What is required: Pick up the notes on the Kraft inequality right after their final line and keep writing from there.

Text:

Given a code alphabet of $D$ symbols, there exists an instantaneous code with codeword lengths ${l_1, l_2, \ldots l_n}$ if and only if the lengths satisfy the following inequality:

\[\sum_i D^{-l_i} \leq 1\]

Proof. TODO: At blackboard

Comments on the Kraft inequality:

If lengths do not satisfy the relation, no instantaneous code exists with these lengths
If the lengths of a code satisfy the relation, that code can be instantaneous or not (there exists an instantaneous code, but not necessarily that one). Keep in mind that the Kraft inequality only looks at the lengths of the codewords, not at their actual symbols, so it can only say something about the lengths, not about the actual codewords
The Kraft inequality implies that the codewords lengths cannot be all very small, because if all $l_i$ values are too small the sum exceeds 1. Thus, implicitly, it sets a lower limit to the permissible lengths.
From the proof, it follows that we have equality in the relation

\[ \sum_i D^{-l_i} = 1\]

only if the lowest level of the tree is fully covered. Thus, for an instantaneous code which satisfies Kraft with equality, all the graph branches terminate with codewords and there are no unused branches.

This makes sense intuitively, since is most economical way: codewords are as short as they can be. Any unused branch means that we can actually make the code shorter by moving some message up the tree.

We have seen that instantaneous codes must obey the Kraft inequality But how about uniquely decodable codes? The answer is given by the next theorem.

Theorem 2.5 (McMillan theorem)

Dataset records:
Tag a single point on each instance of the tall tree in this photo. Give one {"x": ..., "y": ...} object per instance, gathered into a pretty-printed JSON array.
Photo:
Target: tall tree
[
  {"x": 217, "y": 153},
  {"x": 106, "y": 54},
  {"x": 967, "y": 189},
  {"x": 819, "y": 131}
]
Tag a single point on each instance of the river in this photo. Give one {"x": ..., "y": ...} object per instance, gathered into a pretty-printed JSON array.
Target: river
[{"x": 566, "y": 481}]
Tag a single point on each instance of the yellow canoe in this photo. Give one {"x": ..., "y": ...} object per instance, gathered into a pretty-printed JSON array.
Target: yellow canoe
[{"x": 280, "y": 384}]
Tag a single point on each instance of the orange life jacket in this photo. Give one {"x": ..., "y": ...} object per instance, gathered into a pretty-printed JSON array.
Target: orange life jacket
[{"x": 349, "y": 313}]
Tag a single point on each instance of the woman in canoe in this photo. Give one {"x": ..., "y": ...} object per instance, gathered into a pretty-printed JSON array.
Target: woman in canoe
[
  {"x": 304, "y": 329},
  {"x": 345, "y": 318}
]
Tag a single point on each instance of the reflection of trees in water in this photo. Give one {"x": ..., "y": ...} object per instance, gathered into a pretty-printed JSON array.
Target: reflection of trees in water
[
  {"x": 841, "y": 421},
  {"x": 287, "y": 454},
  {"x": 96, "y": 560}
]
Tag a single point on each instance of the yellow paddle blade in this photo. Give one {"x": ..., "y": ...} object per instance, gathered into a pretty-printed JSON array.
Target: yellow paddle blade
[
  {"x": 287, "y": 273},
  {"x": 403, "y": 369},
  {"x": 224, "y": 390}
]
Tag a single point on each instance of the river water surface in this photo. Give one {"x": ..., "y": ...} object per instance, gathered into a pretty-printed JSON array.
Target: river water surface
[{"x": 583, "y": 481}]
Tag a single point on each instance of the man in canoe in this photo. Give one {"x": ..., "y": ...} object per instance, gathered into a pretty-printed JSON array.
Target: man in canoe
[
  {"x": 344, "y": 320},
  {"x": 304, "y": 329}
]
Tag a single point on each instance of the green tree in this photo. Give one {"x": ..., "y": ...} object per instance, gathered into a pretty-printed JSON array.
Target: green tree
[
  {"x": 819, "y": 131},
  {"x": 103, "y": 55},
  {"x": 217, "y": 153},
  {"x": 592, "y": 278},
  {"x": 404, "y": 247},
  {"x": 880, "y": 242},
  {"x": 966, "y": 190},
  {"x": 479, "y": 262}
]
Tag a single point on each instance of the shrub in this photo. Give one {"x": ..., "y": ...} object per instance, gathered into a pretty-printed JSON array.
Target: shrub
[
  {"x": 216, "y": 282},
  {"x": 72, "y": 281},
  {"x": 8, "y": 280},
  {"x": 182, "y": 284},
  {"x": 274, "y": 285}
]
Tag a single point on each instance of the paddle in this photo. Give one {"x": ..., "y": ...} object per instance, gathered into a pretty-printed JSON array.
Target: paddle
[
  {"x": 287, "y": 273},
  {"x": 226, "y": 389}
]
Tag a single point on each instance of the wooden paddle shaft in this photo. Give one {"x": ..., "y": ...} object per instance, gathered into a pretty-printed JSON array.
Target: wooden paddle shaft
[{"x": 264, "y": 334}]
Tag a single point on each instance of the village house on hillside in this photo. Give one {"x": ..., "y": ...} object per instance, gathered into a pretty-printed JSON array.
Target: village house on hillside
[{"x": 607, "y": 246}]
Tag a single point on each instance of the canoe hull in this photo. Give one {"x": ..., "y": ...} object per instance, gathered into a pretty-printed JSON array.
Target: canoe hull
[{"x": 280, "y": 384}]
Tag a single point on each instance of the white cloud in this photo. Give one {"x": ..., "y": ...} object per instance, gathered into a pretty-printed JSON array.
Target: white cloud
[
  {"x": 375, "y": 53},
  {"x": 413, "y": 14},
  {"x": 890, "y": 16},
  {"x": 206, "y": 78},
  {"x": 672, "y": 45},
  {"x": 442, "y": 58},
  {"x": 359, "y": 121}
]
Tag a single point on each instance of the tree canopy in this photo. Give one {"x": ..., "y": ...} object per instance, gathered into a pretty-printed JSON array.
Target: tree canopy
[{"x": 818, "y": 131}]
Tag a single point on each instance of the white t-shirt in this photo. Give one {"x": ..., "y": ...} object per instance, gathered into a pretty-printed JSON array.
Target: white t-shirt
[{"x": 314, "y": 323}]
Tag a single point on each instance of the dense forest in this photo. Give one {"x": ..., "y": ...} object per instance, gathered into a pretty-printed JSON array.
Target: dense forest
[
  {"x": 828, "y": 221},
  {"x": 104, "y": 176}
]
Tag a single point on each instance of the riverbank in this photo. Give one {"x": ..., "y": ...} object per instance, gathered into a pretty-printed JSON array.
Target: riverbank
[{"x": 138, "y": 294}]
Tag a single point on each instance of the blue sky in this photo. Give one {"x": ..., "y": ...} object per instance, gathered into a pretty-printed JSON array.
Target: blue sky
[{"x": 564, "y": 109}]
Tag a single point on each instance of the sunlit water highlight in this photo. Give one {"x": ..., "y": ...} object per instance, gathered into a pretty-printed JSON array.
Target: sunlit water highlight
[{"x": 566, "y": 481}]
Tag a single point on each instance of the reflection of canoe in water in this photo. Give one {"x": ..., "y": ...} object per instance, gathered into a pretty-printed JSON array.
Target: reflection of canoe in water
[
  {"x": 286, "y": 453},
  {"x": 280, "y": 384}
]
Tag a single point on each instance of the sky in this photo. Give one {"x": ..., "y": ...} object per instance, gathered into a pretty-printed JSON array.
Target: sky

Task answer:
Any uniquely decodable code also satisfies the Kraft inequality:

\[ \sum_i D^{-l_i} \leq 1.\]

Proof. No proof given

Consequences of the McMillan theorem:

For every uniquely decodable code, there exists in instantaneous code with the same lengths. This is because the lengths $l_i$ must satisfy the same relation both for unique-decodable and for instantanous codes.
Thus, even though the class of uniquely decodable codes is larger than that of instantaneous codes (because any instantaneous code is uniquely decodable, but not any uniquely decodable code is instantaneous), using uniquely-decodable codes brings no additional benefit in average codeword length
Instead of an uniquely decodable code, we can always use an instantaneous code, which has the same lengths, but is much easier to decode.

2.3.1. Finding an instantaneous code for given lengths#

How to find codewords with code lengths $\{l_i\}$?

In general, we may use the following procedure:

Algorithm 2.2

Check that lengths satisfy Kraft relation
Draw graph with the specified lengths
Assign codewords to the graph terminations

Note that this procedure only gives us the codewords, not the mapping to a particular set of messages.

In practice, there might be more elaborate ways to find the codewords and map them to the messages of the source, with additional benefits.

2.4. Minimum average length#

We will discuss now one of the most important aspect of this chapter,

Given a DMS $S$, suppose we want to find an instantenous code for it, but in such a way as to minimize the average length of the code:

\[\overline{l} = \sum_i p(s_i) l_i\]

How can we find such an optimal code?

Given that it should be instantaneous, the codeword lengths must obey the Kraft inequality.

In mathenatical terms, we formulate the problem as a constrained optimization problem:

\[\begin{split}\begin{aligned} \textbf{minimize } &\sum_i p(s_i) l_i \\ \textrm{subject to } &\sum_i D^{-l_i} \leq 1 \end{aligned}\end{split}\]

This means that we want to find the unknowns $l_i$ in order to minimize a certain quantity ($\sum_i p(s_i) l_i$), but the unknowns must satisfy a certain constraint ($\sum_i D^{-l_i} \leq 1$).

2.4.1. The method of Lagrange multipliers#

To solve this problem, we use a standard mathematical tool known as the method of Lagrange multipliers.

Definition 2.3 (Lagrange multipliers for constrained optimization problems)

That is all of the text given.